» **ENTRIES**
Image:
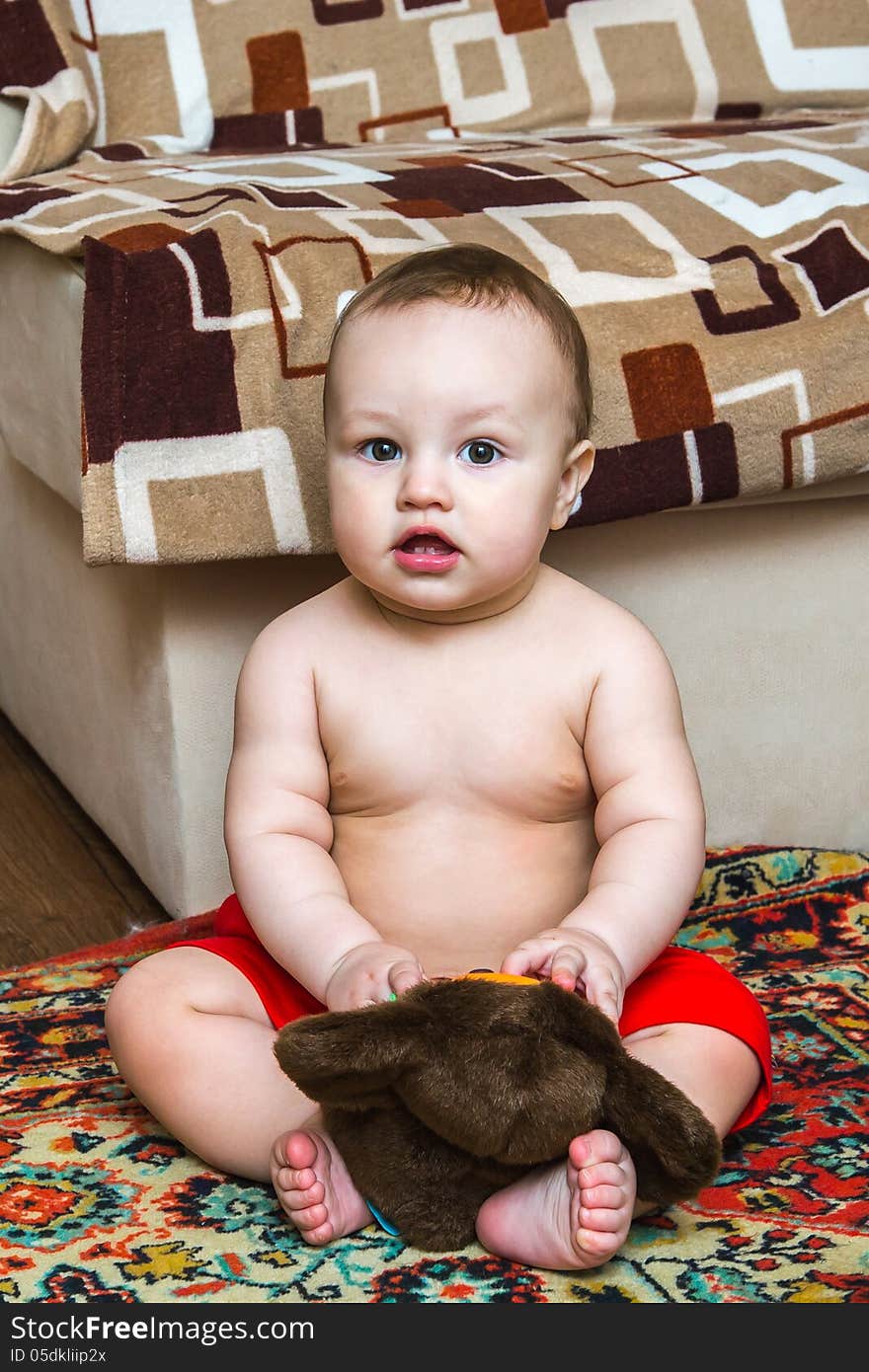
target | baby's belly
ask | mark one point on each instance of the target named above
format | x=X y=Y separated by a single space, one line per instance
x=461 y=888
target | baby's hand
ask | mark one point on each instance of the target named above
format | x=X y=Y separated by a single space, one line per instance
x=369 y=973
x=574 y=959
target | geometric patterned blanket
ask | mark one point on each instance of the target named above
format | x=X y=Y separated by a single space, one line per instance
x=229 y=190
x=99 y=1203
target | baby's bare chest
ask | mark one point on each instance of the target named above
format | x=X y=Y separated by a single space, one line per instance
x=484 y=731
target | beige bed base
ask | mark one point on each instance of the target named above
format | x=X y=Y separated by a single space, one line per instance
x=122 y=676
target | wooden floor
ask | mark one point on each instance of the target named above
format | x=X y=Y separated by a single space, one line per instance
x=63 y=885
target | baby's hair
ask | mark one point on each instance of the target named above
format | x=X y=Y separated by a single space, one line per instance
x=471 y=273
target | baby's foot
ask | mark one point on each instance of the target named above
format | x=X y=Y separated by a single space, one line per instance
x=315 y=1187
x=559 y=1217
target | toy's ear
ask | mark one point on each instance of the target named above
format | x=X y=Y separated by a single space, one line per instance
x=672 y=1146
x=351 y=1058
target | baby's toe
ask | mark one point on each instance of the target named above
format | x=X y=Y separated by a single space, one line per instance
x=598 y=1146
x=601 y=1221
x=602 y=1196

» **DIRECTIONS**
Copy the entire listing above line for line, without altering a single character. Leave any pictures out of your copy.

» **EXERCISE RESULT**
Image:
target | baby's belly
ask | mark one point on each instance of the target named above
format | x=X y=Y separated by a single space, one line per instance
x=461 y=888
target | baby's hand
ask | mark one point on each instance of the target named above
format | x=X y=Y separated by a single space, one line per instance
x=369 y=973
x=574 y=959
target | geometric patterned blanket
ask | mark one point on each instance of the target named above
format | x=X y=Y separated by a single space, one line per instance
x=229 y=190
x=99 y=1203
target | baby's bare chest
ask | mark one point on each instance of the target named above
format | x=X y=Y separated by a single space, one line per instance
x=484 y=731
target | beige bed base
ask | mark one point on each instance of the target named above
format | x=X y=Y separated by a single space, one line per instance
x=122 y=676
target | wooden floor
ask | mark one point on each instance of the target named above
format | x=X y=Y separated by a single space, one line per instance
x=63 y=885
target | baby's hair
ask | mark one point on each instance of the target named above
format | x=X y=Y separated by a single space, one line per instance
x=471 y=273
target | baby's foot
ask | mark one point on each instance of the target named above
format | x=X y=Y separated by a single space, one line per instance
x=315 y=1187
x=559 y=1217
target | toy's ear
ask | mark one point on each instance of the target named above
format | x=X y=Y separated by a single space, one line per instance
x=672 y=1146
x=351 y=1058
target | baby's toe
ask | mark one point on each instance of the target named above
format | x=X y=Y separated by a single space, one line per instance
x=598 y=1146
x=601 y=1221
x=602 y=1196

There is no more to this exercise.